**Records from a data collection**
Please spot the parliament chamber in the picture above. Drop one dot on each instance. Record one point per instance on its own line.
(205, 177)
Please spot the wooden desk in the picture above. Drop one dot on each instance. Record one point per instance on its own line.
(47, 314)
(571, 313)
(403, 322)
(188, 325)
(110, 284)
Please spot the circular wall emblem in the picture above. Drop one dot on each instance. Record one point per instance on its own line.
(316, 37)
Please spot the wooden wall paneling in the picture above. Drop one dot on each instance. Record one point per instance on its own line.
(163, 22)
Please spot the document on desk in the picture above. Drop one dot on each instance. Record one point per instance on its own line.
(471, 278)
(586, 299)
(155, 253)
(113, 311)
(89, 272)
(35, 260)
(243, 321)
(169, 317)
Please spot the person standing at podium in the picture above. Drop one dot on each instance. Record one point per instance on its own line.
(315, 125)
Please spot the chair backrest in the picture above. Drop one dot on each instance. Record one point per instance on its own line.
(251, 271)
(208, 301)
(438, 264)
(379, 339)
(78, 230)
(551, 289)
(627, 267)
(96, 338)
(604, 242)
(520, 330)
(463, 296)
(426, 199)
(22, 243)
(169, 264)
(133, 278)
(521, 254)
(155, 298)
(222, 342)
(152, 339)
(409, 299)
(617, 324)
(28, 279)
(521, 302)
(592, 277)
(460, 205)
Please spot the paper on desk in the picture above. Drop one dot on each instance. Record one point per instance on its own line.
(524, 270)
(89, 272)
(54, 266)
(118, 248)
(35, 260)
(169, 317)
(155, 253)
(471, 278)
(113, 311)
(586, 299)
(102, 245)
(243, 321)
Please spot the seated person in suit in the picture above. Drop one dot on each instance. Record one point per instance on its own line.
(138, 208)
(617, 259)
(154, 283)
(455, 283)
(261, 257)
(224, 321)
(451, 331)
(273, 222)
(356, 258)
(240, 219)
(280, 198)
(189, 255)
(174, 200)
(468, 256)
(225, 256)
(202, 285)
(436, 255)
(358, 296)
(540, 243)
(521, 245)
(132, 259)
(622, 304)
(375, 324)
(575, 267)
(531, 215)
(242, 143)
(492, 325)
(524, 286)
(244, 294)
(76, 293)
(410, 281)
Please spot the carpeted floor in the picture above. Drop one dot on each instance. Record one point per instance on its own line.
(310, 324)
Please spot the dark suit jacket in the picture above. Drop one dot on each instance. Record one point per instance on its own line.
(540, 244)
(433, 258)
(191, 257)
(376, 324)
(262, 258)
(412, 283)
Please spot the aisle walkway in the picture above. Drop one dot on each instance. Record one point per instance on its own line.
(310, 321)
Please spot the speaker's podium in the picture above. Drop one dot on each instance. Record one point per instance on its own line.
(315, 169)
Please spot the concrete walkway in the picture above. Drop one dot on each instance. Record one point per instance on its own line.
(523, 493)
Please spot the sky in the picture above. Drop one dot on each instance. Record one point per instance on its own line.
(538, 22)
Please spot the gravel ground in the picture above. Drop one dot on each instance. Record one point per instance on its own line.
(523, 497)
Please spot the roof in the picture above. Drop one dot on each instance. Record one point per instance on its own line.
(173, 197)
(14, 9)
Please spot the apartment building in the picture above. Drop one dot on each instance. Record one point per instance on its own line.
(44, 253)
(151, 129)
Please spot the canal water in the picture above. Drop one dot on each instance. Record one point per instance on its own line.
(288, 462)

**Task to complete**
Your answer must be the lines from the one containing "Please spot the canal" to the last line of the entries, repeated exactly and with nothing else.

**Exercise result**
Please spot the canal water in the picture above. Drop one dot on each instance. Record one point per instance on its own line.
(288, 462)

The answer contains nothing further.